(Provided data):

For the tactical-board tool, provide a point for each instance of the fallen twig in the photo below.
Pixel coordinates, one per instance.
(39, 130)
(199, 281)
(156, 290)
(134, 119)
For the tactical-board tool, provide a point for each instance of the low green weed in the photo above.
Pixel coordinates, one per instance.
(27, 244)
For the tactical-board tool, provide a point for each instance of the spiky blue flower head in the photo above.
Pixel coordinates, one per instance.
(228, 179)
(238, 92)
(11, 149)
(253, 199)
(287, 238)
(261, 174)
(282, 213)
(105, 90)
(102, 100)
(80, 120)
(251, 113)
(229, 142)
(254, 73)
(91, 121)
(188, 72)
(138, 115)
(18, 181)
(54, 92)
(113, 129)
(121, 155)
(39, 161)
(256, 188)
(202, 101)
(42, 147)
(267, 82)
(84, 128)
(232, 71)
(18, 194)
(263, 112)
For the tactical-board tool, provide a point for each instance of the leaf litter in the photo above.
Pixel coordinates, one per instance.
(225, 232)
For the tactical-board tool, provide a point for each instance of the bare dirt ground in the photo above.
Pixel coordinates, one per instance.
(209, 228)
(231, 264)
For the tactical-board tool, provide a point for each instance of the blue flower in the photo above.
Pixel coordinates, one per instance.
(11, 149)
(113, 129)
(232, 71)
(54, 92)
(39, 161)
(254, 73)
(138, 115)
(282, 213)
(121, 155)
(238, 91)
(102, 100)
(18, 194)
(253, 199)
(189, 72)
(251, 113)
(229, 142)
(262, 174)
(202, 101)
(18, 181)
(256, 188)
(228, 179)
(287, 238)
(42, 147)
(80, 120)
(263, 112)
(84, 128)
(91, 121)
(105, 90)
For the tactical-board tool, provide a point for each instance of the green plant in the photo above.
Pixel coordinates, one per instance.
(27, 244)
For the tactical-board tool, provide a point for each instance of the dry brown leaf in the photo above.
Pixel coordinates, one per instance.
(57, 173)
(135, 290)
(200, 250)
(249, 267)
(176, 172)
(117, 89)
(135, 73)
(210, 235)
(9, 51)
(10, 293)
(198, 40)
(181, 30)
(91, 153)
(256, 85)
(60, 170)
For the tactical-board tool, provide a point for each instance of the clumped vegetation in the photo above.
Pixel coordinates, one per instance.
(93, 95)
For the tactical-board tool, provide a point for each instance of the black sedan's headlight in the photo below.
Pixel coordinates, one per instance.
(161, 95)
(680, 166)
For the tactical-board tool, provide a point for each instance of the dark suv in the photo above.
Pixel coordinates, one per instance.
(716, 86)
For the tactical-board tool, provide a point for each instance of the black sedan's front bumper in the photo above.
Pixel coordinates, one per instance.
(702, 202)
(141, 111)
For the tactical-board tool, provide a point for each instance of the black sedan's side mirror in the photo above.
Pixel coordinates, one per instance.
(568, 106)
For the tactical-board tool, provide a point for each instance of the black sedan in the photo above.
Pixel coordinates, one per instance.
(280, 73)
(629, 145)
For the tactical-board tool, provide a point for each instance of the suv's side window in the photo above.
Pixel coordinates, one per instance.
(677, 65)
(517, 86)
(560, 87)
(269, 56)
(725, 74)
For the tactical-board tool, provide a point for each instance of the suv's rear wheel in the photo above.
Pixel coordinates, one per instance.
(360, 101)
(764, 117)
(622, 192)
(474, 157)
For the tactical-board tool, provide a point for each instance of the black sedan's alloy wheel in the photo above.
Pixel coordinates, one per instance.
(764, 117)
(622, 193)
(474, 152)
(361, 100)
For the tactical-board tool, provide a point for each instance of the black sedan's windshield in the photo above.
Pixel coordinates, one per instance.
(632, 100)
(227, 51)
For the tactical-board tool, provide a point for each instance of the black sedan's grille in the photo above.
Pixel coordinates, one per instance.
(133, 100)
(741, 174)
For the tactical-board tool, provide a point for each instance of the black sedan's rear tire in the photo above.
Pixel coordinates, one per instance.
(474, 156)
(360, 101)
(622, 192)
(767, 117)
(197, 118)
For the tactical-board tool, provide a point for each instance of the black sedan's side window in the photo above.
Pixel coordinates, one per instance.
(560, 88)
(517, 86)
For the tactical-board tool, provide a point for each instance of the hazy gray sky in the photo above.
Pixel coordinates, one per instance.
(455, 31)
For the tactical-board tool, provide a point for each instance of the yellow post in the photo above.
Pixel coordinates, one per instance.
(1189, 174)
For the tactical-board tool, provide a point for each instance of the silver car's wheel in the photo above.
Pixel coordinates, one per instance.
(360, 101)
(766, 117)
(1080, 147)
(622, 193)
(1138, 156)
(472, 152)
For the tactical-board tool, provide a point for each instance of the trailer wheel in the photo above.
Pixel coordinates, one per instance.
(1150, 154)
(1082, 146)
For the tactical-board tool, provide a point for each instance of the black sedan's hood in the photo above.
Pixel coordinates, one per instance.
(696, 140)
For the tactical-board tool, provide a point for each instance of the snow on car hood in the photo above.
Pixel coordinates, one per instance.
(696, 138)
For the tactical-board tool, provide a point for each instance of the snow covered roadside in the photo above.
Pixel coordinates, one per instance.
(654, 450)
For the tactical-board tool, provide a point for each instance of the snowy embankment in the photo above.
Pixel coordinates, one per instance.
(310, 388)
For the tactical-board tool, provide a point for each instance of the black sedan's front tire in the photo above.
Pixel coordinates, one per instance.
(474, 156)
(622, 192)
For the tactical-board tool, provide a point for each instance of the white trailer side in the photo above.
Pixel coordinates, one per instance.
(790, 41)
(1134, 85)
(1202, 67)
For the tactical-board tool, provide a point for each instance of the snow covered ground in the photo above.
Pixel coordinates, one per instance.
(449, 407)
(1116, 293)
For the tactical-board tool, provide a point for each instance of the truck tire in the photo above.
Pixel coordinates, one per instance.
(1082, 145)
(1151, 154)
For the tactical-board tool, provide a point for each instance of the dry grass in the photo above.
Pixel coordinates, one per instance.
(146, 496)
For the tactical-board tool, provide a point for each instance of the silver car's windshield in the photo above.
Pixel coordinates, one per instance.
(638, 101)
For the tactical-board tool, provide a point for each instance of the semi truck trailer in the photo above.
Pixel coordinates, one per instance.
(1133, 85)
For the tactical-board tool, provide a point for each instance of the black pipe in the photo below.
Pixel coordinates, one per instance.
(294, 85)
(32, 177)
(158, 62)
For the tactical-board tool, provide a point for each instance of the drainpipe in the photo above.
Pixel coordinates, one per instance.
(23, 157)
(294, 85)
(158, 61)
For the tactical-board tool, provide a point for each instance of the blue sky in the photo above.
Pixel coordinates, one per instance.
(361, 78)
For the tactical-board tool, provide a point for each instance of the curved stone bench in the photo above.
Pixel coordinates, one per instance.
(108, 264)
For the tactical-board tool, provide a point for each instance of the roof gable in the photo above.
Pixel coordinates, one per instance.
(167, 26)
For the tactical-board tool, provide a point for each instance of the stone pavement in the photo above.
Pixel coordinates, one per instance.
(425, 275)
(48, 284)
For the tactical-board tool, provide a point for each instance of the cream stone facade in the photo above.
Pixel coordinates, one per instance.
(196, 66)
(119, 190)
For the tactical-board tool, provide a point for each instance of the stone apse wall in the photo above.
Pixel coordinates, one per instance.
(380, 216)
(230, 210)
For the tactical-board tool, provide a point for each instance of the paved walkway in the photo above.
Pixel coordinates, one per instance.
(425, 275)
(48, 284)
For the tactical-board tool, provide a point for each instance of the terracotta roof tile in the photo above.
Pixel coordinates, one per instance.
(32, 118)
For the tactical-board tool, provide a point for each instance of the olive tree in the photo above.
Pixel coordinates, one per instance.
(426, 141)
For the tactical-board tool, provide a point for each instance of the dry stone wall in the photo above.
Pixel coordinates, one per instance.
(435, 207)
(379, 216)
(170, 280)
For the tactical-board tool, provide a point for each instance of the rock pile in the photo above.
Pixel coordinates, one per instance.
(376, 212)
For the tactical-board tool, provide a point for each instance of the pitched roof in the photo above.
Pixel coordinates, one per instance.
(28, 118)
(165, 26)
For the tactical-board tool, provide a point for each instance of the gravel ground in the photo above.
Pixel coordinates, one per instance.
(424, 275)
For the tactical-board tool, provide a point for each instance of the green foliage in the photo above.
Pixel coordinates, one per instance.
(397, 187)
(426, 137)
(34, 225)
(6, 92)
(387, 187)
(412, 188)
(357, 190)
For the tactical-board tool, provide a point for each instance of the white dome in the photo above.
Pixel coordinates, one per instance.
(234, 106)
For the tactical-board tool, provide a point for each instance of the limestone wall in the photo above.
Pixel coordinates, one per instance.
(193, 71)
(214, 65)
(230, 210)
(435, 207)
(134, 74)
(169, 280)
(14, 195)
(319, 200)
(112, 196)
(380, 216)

(Instruction): Please repeat the records above word for word, everything from the line containing "trailer side in the photo above." down to the line containing "(1151, 154)", both of those lines included.

(Written answer):
For the tactical-board tool, provide a point for each instance of the white trailer side in the photo above.
Pixel coordinates, one per instance.
(790, 41)
(1134, 85)
(1202, 67)
For the tactical-board tool, provide a point for each instance of the snow covered ground in the photo above.
Pixel coordinates, one per instance.
(449, 407)
(1116, 293)
For the tactical-board tool, provide a point for each instance of the truck tire in the photo above.
Pixel coordinates, one per instance.
(1082, 145)
(1151, 154)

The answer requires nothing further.